STATED PROBLEM: Output every line of the material below as a Markdown table with two columns, Row and Line. Number the rows in order and leave out any blank lines.

Data listing:
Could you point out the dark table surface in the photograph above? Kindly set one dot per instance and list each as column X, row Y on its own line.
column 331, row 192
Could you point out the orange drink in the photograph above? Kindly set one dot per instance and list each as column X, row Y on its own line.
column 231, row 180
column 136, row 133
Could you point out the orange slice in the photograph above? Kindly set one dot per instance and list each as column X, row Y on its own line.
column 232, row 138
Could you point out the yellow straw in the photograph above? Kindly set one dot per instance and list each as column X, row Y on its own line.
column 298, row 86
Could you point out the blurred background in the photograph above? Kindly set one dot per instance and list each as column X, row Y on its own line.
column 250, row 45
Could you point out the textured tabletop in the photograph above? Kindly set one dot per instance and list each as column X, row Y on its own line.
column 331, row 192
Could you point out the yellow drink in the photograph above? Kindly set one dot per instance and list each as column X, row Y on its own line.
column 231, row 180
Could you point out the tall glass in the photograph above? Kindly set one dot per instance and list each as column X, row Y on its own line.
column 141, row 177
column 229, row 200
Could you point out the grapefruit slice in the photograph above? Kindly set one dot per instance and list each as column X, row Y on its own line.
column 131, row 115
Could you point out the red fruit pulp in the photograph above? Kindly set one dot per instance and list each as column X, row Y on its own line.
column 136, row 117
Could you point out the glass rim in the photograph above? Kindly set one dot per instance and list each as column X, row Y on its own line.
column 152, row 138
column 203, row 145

FULL RESPONSE:
| Row | Line |
|---|---|
| 1 | Could you point out the dark table surface in the photograph above? Kindly set one dot per instance and list each as column X, row Y on its own line. |
| 2 | column 331, row 192 |
| 3 | Could you point out the orange drink in the photograph above? Kindly set one dot per instance and list each as column X, row Y on its own line. |
| 4 | column 231, row 180 |
| 5 | column 136, row 133 |
| 6 | Could you point out the orange slice in the photograph above? Kindly set one dot per instance and list each as column X, row Y on its own line. |
| 7 | column 232, row 138 |
| 8 | Could you point out the yellow straw in the photograph above? Kindly set one dot per instance and list each as column X, row Y on its own line. |
| 9 | column 298, row 86 |
| 10 | Could you point out the blurred background in the photograph above? Kindly set one dot per instance and list each as column X, row Y on its own line. |
| 11 | column 250, row 45 |
| 12 | Could you point out the textured tabletop in the photograph above? Kindly set one dot per instance and list each as column X, row Y on its own line. |
| 13 | column 331, row 192 |
| 14 | Could you point out the yellow drink in the photograph above? Kindly set one dot per instance and list each as column X, row Y on its own line. |
| 15 | column 231, row 180 |
| 16 | Could you point out the tall glass in the photograph above? Kindly set one dot per instance and list each as column X, row Y on its own line. |
| 17 | column 141, row 177 |
| 18 | column 229, row 200 |
| 19 | Could you point out the grapefruit slice in the photograph above? Kindly set one dot per instance and list each as column X, row Y on its own line. |
| 20 | column 131, row 115 |
| 21 | Could you point out the red fruit pulp in the photograph above? Kindly set one dot per instance and list each as column X, row Y on its own line. |
| 22 | column 136, row 117 |
| 23 | Could you point out the glass rim in the photograph above? Kindly set one dot per instance and list each as column X, row Y on its own line. |
| 24 | column 152, row 138 |
| 25 | column 203, row 145 |